● Set exercise
Nothing but the lines from the one containing "Question. Identify the tall" to the end of the data should be returned, each exactly as written.

[Entries from a point annotation set]
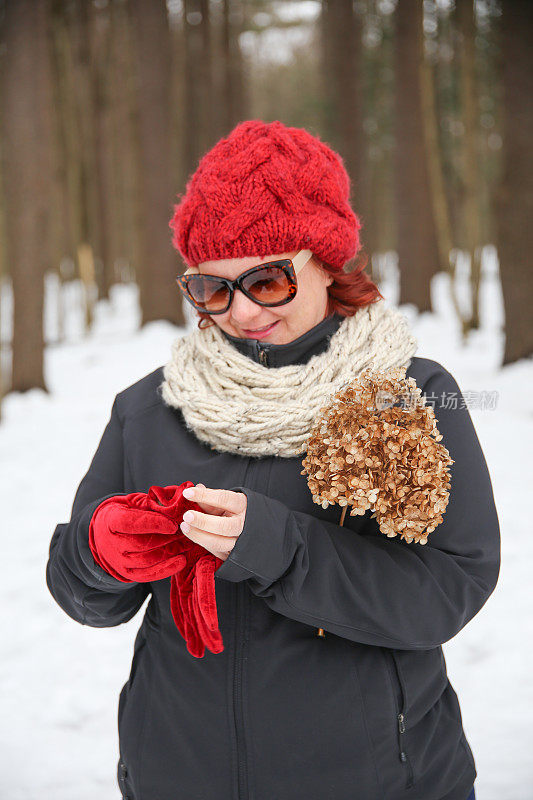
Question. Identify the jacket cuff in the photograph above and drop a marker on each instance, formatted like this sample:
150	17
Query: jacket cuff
262	550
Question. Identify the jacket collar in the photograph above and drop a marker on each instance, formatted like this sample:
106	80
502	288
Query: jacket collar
299	351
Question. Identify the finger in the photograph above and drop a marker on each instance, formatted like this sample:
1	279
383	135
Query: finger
222	499
207	507
223	526
220	546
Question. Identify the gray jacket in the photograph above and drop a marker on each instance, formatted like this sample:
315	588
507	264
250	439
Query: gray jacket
367	711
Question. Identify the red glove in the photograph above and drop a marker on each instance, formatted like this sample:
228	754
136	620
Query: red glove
136	537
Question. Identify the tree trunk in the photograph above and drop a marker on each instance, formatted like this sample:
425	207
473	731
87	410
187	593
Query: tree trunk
514	203
158	268
470	151
418	254
26	105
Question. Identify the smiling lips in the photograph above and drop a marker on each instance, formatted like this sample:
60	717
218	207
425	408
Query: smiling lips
259	331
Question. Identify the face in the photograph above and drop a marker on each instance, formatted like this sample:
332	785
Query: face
306	309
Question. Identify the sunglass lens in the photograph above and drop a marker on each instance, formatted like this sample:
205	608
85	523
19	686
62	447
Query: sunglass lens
208	293
269	285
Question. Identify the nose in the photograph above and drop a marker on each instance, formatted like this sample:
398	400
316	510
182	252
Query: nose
244	312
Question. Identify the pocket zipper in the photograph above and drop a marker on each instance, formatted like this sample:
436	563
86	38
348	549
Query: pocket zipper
400	718
122	781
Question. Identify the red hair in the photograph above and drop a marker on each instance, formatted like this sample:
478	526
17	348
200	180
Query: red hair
349	291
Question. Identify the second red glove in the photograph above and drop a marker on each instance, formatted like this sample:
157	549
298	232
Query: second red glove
136	537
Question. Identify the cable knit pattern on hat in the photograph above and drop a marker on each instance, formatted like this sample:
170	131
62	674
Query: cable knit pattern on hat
264	189
239	406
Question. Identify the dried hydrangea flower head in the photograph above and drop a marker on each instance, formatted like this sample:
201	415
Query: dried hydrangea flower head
376	446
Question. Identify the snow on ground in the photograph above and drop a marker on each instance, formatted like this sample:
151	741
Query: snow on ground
61	680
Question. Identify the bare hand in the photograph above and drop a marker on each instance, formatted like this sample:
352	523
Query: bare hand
222	523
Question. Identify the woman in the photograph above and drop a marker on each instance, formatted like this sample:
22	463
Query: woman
271	710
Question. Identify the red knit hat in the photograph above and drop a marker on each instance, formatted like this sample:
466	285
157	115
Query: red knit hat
266	189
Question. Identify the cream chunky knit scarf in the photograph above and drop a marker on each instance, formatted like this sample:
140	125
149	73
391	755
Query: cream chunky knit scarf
239	406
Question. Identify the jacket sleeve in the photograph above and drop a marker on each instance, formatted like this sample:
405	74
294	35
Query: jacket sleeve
363	586
78	584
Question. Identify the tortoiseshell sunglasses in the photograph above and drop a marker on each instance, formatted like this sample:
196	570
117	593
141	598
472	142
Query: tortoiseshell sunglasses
271	284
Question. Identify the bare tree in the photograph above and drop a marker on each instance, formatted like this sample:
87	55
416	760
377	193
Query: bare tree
26	140
158	265
418	252
514	202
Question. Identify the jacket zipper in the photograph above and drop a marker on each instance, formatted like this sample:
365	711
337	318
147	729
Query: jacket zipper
242	777
263	354
400	718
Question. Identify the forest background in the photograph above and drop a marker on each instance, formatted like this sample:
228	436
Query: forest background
107	106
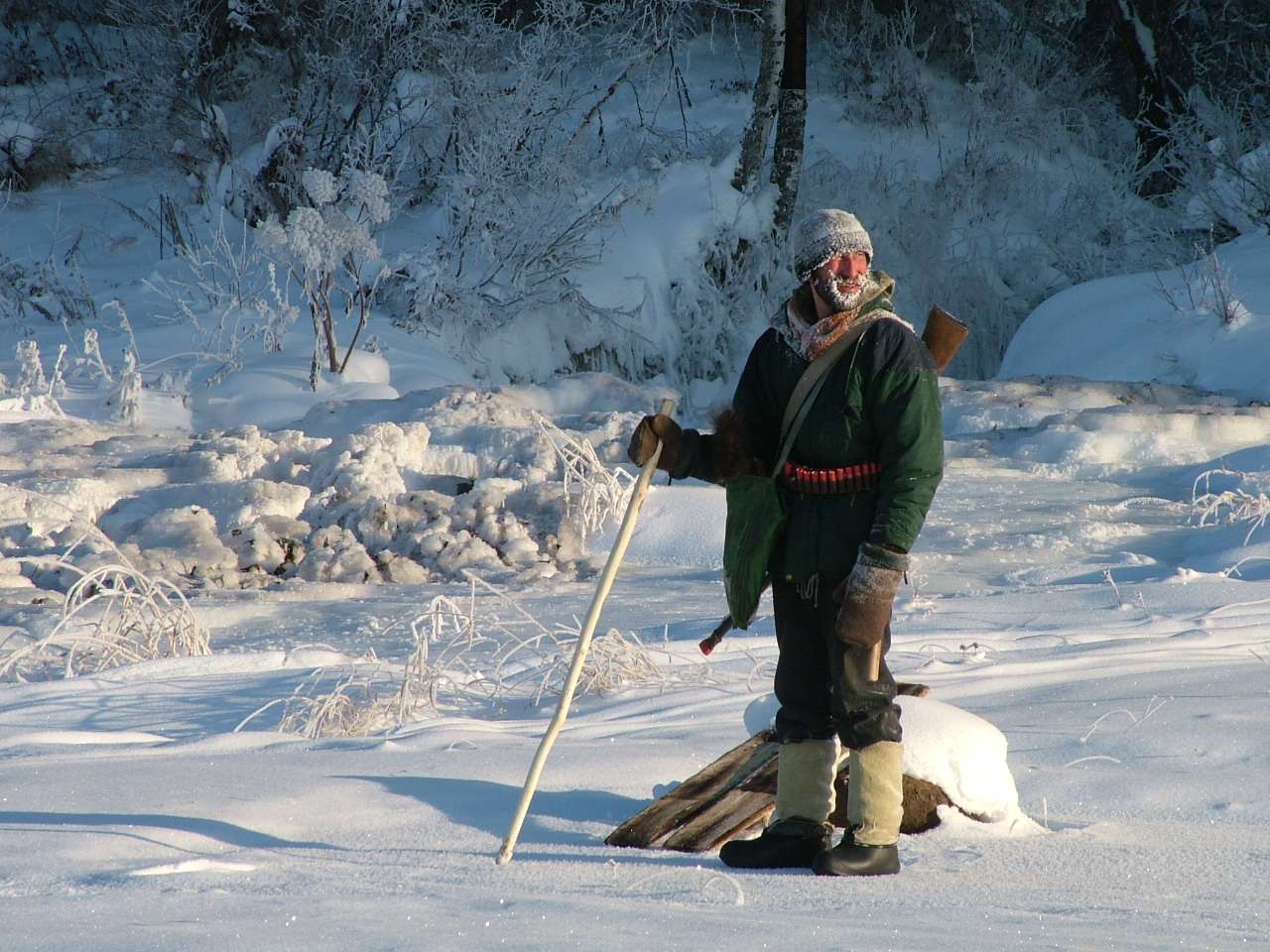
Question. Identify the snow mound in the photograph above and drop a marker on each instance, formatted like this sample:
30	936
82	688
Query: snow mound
1169	326
405	490
953	749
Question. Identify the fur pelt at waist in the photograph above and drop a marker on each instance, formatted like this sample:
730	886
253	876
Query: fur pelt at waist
733	454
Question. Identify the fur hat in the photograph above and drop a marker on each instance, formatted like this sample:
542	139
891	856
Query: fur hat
826	234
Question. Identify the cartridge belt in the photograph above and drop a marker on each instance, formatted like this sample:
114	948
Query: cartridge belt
830	483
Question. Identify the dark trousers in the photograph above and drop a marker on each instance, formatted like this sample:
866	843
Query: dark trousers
822	683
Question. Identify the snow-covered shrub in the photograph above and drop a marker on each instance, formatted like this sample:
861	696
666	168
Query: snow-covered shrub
593	493
1222	151
112	616
53	289
1206	290
1033	193
326	245
466	654
526	203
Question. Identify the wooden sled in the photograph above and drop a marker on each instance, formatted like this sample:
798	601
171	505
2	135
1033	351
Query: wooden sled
737	793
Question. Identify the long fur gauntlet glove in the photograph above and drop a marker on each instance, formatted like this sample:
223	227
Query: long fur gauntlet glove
644	439
866	595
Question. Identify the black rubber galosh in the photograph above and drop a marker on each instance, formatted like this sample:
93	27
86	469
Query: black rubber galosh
786	844
851	858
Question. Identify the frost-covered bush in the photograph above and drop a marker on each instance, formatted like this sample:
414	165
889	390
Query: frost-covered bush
326	245
1034	191
520	167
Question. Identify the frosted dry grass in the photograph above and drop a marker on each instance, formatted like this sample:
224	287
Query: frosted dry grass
112	616
468	655
593	492
1229	506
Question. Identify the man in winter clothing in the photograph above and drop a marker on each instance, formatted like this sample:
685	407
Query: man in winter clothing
858	481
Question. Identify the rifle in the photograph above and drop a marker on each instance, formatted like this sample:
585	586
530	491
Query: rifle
943	335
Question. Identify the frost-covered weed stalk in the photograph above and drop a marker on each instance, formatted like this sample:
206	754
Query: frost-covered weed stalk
327	248
470	653
113	613
1246	502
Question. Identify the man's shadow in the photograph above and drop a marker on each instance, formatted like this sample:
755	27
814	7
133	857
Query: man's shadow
489	806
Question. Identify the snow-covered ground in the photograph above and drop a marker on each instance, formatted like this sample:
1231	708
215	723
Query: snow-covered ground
1089	606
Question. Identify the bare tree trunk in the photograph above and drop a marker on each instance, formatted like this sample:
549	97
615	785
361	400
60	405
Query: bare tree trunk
753	144
788	155
1143	33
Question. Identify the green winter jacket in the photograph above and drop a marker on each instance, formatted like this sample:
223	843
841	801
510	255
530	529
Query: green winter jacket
879	404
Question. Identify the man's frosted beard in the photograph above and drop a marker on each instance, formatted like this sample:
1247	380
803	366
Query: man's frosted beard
837	296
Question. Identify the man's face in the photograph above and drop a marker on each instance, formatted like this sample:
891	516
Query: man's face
839	281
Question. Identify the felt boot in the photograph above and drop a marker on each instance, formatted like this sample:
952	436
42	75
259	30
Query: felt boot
804	798
874	810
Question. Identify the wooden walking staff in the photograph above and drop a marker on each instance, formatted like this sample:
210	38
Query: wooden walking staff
579	654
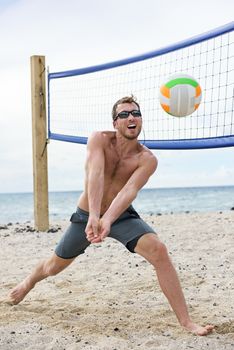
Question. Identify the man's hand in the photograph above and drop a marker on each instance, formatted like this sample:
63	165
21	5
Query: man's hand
97	230
104	228
92	230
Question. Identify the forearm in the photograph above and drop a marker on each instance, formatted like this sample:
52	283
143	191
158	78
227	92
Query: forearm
95	193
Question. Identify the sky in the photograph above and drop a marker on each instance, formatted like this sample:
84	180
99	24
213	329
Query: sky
78	33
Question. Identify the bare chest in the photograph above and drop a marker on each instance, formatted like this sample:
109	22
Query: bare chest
120	169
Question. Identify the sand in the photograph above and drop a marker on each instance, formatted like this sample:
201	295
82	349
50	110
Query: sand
110	299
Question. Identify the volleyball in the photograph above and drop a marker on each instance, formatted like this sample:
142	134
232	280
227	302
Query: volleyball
180	95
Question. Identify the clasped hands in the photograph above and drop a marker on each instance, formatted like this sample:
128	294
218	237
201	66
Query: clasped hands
97	229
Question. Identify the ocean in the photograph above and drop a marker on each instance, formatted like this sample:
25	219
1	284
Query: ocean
18	207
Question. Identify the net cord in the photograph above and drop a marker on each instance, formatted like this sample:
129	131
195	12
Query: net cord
200	143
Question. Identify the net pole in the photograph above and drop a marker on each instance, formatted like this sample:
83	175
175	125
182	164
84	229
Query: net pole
39	143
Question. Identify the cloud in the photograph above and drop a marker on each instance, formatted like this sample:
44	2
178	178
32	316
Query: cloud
73	34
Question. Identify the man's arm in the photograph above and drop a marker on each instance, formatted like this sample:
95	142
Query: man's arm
129	192
95	163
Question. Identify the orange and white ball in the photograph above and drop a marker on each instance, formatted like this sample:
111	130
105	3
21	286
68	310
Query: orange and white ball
181	95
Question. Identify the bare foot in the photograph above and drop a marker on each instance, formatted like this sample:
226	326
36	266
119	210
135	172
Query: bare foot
18	293
198	330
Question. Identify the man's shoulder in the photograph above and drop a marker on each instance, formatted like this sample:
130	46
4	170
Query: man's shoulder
148	155
101	136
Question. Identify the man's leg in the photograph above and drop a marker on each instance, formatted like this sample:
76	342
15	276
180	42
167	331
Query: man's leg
155	252
46	268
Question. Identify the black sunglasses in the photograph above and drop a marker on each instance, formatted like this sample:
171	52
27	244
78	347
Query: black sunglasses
125	114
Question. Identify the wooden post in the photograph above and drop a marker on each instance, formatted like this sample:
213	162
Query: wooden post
39	140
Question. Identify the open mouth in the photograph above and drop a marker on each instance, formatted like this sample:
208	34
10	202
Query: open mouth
131	126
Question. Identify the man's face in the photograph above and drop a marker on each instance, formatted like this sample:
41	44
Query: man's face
129	126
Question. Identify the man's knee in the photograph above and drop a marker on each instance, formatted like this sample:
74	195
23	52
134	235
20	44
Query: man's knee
54	265
152	248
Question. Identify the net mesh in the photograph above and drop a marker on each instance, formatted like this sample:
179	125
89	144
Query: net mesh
81	104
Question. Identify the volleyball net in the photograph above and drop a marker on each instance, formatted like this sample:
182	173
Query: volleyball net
80	101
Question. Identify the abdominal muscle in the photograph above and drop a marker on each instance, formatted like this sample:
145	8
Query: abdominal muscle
108	197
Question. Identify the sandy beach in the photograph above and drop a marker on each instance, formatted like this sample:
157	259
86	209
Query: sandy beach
110	299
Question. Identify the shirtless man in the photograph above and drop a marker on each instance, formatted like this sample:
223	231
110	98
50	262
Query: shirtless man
117	167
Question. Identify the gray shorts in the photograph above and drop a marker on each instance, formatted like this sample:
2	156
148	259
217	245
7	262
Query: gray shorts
127	229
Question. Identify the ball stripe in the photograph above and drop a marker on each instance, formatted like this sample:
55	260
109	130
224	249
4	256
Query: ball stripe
178	81
165	91
198	90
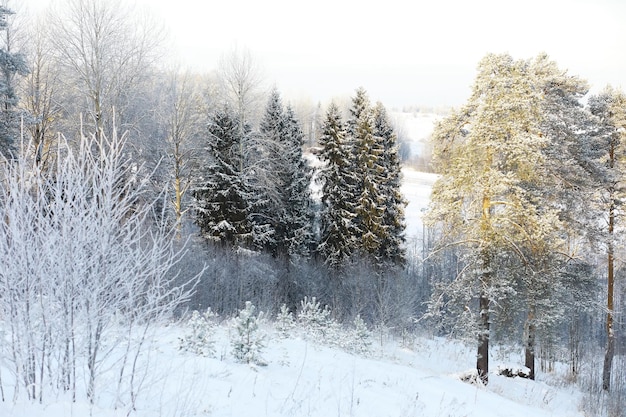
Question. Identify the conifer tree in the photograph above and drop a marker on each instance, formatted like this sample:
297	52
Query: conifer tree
285	213
393	244
494	198
222	199
609	107
298	174
370	173
337	234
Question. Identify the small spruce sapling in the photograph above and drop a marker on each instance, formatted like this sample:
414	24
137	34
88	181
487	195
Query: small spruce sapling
199	340
248	341
285	322
318	321
361	339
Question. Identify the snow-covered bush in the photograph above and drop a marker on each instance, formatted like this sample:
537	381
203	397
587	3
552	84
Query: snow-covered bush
248	341
199	339
285	322
318	323
360	339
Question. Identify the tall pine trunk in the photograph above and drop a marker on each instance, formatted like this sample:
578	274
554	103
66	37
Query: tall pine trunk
529	344
610	332
482	359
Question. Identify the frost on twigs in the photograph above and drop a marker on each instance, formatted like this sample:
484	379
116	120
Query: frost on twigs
248	340
201	330
317	322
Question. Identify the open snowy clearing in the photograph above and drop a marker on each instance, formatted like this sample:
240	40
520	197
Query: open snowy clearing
304	378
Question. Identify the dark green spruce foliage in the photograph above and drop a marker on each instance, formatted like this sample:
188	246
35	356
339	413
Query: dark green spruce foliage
392	248
363	207
338	235
222	207
285	213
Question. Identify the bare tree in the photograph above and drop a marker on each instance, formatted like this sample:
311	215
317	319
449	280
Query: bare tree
90	267
242	84
105	50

● Solution to the exercise
Question. Identify the tall pine trunk in the photograph above and drop a marker on each instance, formatted like this sample:
578	274
554	103
66	37
Query: tall pine trunk
529	344
610	332
482	359
Question. Identify the frost on twigs in the photograph above and drop a marker on each instance, formatted like this sample:
484	379
116	120
Query: frost on twigs
248	340
201	330
317	322
Question. Identify the open snowy clearing in the photograph above and drop a marker on each instance, formatted like this sample:
240	40
520	197
Query: open snowy clearing
304	378
Question. Identify the dark green spruce foliage in the photograph above and drop a marker on each instance, formatted like this sample:
188	246
35	356
339	413
Query: dark green spruce foliage
392	248
363	207
338	235
222	207
285	213
Question. Identify the bare tree in the photograph above and drop a marker on each instance, formatted like this sample:
311	215
317	319
449	280
Query: bare tree
90	267
242	84
105	50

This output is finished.